WORK INSTRUCTIONS: Output every line of the records below as a JSON list of strings, one string per line, skipping blank lines.

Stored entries
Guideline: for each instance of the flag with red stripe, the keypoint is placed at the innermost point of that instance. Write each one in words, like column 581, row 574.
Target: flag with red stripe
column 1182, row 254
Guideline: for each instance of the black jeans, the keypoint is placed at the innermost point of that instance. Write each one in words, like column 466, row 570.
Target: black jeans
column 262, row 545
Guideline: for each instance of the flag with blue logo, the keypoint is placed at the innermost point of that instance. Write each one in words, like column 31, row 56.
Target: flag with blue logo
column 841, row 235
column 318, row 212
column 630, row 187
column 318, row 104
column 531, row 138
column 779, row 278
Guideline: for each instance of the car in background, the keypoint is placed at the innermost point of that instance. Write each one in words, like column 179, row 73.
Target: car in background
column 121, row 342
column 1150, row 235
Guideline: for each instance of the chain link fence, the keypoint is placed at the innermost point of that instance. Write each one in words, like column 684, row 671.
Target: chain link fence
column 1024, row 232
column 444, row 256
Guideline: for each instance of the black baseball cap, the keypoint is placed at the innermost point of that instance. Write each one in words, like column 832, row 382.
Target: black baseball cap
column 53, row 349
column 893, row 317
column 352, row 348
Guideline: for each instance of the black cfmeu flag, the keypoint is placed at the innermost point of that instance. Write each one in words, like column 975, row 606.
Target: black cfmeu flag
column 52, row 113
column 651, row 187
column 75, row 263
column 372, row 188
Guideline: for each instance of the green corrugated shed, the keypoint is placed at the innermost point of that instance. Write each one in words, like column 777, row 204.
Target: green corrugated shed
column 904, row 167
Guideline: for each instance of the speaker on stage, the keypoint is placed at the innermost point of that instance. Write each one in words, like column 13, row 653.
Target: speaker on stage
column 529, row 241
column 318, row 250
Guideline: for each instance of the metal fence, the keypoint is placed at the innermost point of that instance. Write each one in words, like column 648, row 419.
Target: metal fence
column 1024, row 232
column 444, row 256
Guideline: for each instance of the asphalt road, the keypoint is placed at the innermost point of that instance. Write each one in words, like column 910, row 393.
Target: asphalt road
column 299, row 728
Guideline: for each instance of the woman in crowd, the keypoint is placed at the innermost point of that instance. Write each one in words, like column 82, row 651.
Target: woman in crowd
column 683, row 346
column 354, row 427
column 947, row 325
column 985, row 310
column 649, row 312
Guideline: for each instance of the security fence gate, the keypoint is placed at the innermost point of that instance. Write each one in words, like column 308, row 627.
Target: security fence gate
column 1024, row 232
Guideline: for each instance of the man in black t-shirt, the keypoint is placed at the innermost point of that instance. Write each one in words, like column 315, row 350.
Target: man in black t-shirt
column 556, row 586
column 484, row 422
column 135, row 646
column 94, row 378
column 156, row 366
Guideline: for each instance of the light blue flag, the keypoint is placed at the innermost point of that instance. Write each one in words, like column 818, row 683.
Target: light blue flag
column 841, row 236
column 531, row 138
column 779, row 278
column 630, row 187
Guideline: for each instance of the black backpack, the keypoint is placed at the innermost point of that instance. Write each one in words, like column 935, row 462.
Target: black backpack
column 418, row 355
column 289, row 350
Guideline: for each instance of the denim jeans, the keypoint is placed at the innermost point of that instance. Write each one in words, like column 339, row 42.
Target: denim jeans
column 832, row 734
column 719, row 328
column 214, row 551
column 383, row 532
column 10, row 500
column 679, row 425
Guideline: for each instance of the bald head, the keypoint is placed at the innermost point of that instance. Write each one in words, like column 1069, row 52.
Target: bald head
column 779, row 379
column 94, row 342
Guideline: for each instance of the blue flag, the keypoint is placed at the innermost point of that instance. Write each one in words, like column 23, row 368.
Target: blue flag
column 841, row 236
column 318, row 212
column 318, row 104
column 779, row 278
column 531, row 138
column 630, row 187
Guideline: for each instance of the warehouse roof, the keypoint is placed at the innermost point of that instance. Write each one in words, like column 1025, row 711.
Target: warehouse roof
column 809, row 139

WRITTEN RESPONSE:
[
  "Guideline: for each instance of the flag with red stripe, the keypoint is placed at the innermost point of that instance. Write each one in words, like column 581, row 574.",
  "Target: flag with red stripe",
  "column 1182, row 254",
  "Guideline: for each instance of the black jeans, the keypoint is placed at the innermost point of that instance. Write each one in words, like column 466, row 570.",
  "Target: black jeans",
  "column 262, row 545",
  "Guideline: for each instance of the flag with blue logo, the keypoint is placed at the innermost point of that instance. Write each one in words, like column 31, row 56.",
  "Target: flag with blue logo",
  "column 841, row 235",
  "column 318, row 212",
  "column 630, row 187",
  "column 318, row 104",
  "column 531, row 138",
  "column 779, row 278",
  "Guideline: for each instance of the car in background, the keypoint is placed at the innermost point of that instance. Write each one in words, like column 179, row 73.",
  "Target: car in background",
  "column 121, row 342",
  "column 1150, row 235",
  "Guideline: for each instance of the chain link fence, the keypoint is placed at the innermost point of that instance. Write each one in words, like column 684, row 671.",
  "Target: chain link fence",
  "column 1024, row 232",
  "column 444, row 256",
  "Guideline: for each instance of the black baseball cap, the keypoint is placed at the innermost point of that instance. Write each one in words, like column 832, row 382.",
  "Target: black baseball cap",
  "column 53, row 349",
  "column 893, row 317",
  "column 352, row 348",
  "Guideline: for each instance of the black cfmeu flag, the keypoint is placed at the innermost point of that instance. Write each one in words, like column 975, row 606.",
  "Target: black cfmeu flag",
  "column 52, row 113",
  "column 651, row 187",
  "column 75, row 263",
  "column 372, row 188",
  "Guideline: for each instance of the green corrugated shed, the keypoint is placed at the innermost point of that instance. Write each one in words, like column 777, row 204.",
  "Target: green corrugated shed",
  "column 904, row 167",
  "Guideline: for each instance of the speaker on stage, the keypoint is placed at the innermost point of that instance. Write each one in words, like column 13, row 653.",
  "Target: speaker on stage",
  "column 529, row 241",
  "column 318, row 250",
  "Guideline: for each instance of the metal fence, the keypoint is placed at the innermost point of that instance. Write each one in words, like column 648, row 419.",
  "Target: metal fence",
  "column 1024, row 232",
  "column 444, row 256",
  "Guideline: for each instance of the asphalt road, the keypoint is placed at the innermost point of that instance. Write each one in words, like column 910, row 393.",
  "Target: asphalt road",
  "column 299, row 728",
  "Guideline: for each instance of the woman in crowd, the keypoint is placed at the innermost point of that instance. Write each one in words, like column 82, row 651.",
  "Target: woman in crowd",
  "column 683, row 346",
  "column 354, row 427",
  "column 947, row 325",
  "column 985, row 310",
  "column 649, row 312",
  "Guideline: for each instance of the security fence gate, the keypoint is placed at the innermost point of that instance. Write each one in words, like column 308, row 627.",
  "Target: security fence gate",
  "column 1024, row 232",
  "Guideline: for each instance of the man in black t-shirt, the keypoint is placed at the innermost point of that instance. Write each one in words, like column 315, row 350.",
  "Target: man in black t-shirt",
  "column 556, row 586",
  "column 484, row 422",
  "column 135, row 646",
  "column 94, row 378",
  "column 156, row 366",
  "Guideline: for each instance of the light blue flag, the keypoint is placed at the innermost point of that instance. Write each one in words, like column 818, row 683.",
  "Target: light blue flag",
  "column 841, row 236",
  "column 531, row 138",
  "column 779, row 278",
  "column 630, row 187",
  "Guideline: for each instance of the black backpack, the keypoint is placed at the innermost point of that instance. Write each one in words, like column 935, row 462.",
  "Target: black backpack",
  "column 418, row 355",
  "column 289, row 350",
  "Guideline: for each instance of the denim jeans, the keypoint is placed at the innermost point of that instance. Write each one in words, like column 339, row 42.",
  "Target: denim jeans",
  "column 832, row 734",
  "column 719, row 328",
  "column 214, row 551",
  "column 383, row 532",
  "column 10, row 500",
  "column 679, row 425",
  "Guideline: for each instance of the bald head, the keypoint is placed at the innermost point of that instance. Write each one in words, like column 1069, row 52.",
  "Target: bald head",
  "column 779, row 379",
  "column 94, row 342",
  "Guideline: for each instance of the blue flag, the keypoint is placed at the innermost point of that instance. Write each one in words, like column 23, row 368.",
  "Target: blue flag",
  "column 841, row 236",
  "column 318, row 212",
  "column 318, row 104",
  "column 779, row 278",
  "column 531, row 138",
  "column 630, row 187",
  "Guideline: for each instance of the warehouse roof, the keypoint is placed at the innermost point of that instance. Write each one in words, like column 1025, row 711.",
  "Target: warehouse roof",
  "column 809, row 139"
]